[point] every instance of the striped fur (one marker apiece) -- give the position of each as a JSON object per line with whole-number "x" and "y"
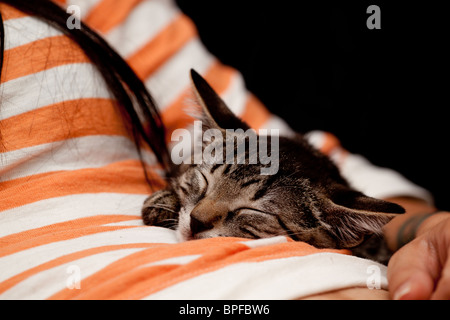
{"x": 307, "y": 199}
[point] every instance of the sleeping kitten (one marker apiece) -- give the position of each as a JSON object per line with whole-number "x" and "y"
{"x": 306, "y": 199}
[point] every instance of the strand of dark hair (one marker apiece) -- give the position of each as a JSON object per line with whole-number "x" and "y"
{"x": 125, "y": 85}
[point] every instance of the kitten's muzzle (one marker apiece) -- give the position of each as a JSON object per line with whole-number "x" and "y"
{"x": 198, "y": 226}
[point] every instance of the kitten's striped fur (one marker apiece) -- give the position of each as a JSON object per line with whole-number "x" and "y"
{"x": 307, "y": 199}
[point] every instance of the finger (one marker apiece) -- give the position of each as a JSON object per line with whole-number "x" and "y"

==

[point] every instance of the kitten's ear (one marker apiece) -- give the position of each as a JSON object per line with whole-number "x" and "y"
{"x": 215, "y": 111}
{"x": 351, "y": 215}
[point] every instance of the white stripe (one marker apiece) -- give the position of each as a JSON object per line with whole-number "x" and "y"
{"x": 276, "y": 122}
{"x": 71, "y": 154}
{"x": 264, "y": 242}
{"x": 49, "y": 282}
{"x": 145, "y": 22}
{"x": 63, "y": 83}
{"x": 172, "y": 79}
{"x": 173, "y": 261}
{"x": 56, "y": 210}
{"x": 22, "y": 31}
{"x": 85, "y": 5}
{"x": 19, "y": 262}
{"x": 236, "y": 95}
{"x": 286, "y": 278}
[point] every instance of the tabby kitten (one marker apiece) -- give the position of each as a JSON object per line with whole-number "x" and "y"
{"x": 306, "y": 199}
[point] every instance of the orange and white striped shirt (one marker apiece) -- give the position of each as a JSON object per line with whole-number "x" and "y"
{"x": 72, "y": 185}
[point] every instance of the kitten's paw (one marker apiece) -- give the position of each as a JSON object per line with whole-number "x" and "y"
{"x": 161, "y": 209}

==

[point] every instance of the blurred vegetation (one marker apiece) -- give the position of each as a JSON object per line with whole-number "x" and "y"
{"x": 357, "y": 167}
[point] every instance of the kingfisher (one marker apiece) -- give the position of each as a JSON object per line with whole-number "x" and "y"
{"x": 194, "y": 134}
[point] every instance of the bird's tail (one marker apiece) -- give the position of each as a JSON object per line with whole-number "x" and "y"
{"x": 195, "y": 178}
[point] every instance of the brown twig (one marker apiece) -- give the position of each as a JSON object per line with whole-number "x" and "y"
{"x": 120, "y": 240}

» **What the exercise asks**
Reproduce the data word for word, from the line containing "[point] every instance of the striped" through the line containing "[point] every instance of the finger", with both of those lines included. Omit the pictures from your copy.

» **Finished exercise**
[point] every instance of the striped fur (one marker apiece) -- give the position of each as a JSON object per line with whole-number "x" and "y"
{"x": 307, "y": 199}
[point] every instance of the sleeping kitten (one marker apiece) -- give the position of each as a JSON object per line with whole-number "x" and "y"
{"x": 306, "y": 199}
[point] every instance of the strand of dark hair (one marker apiece) -- give the position of each as a JSON object per line with whole-number "x" and "y"
{"x": 125, "y": 85}
[point] every instance of the kitten's muzzle (one marker apiece) -- give the position of each as a JSON object per line with whole-number "x" and "y"
{"x": 198, "y": 226}
[point] every instance of the kitten's striped fur (one marker apiece) -- give the position of each as a JSON object per line with whole-number "x" and "y"
{"x": 307, "y": 199}
[point] every instance of the finger (one marker apiece) -- give the position of each as a JSON object per line with whole-number "x" and "y"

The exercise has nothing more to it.